YOUR ASSIGNMENT
Could you print all the entries exactly?

GIVEN DATA
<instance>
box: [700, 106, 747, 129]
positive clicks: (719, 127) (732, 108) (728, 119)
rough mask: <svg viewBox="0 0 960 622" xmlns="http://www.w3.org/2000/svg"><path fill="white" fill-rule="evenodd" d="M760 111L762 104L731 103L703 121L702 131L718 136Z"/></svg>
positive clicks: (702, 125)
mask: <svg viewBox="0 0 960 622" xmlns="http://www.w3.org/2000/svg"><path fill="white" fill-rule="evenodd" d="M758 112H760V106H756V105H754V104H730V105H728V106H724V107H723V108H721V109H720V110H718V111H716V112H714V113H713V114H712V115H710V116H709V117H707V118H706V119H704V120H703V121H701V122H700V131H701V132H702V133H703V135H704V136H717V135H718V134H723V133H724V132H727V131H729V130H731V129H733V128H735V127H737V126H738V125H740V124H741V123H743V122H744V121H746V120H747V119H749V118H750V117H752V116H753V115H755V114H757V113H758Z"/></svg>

ANSWER BELOW
<instance>
box: [700, 106, 747, 129]
positive clicks: (719, 127) (732, 108) (728, 119)
rough mask: <svg viewBox="0 0 960 622" xmlns="http://www.w3.org/2000/svg"><path fill="white" fill-rule="evenodd" d="M760 111L762 104L731 103L703 121L702 131L718 136Z"/></svg>
positive clicks: (702, 125)
mask: <svg viewBox="0 0 960 622" xmlns="http://www.w3.org/2000/svg"><path fill="white" fill-rule="evenodd" d="M758 112H760V106H756V105H754V104H730V105H728V106H724V107H723V108H721V109H720V110H718V111H716V112H714V113H713V114H712V115H710V116H709V117H707V118H706V119H704V120H703V121H701V122H700V131H701V132H702V133H703V135H704V136H717V135H718V134H723V133H724V132H727V131H729V130H731V129H733V128H735V127H737V126H738V125H740V124H741V123H743V122H744V121H746V120H747V119H749V118H750V117H752V116H753V115H755V114H757V113H758Z"/></svg>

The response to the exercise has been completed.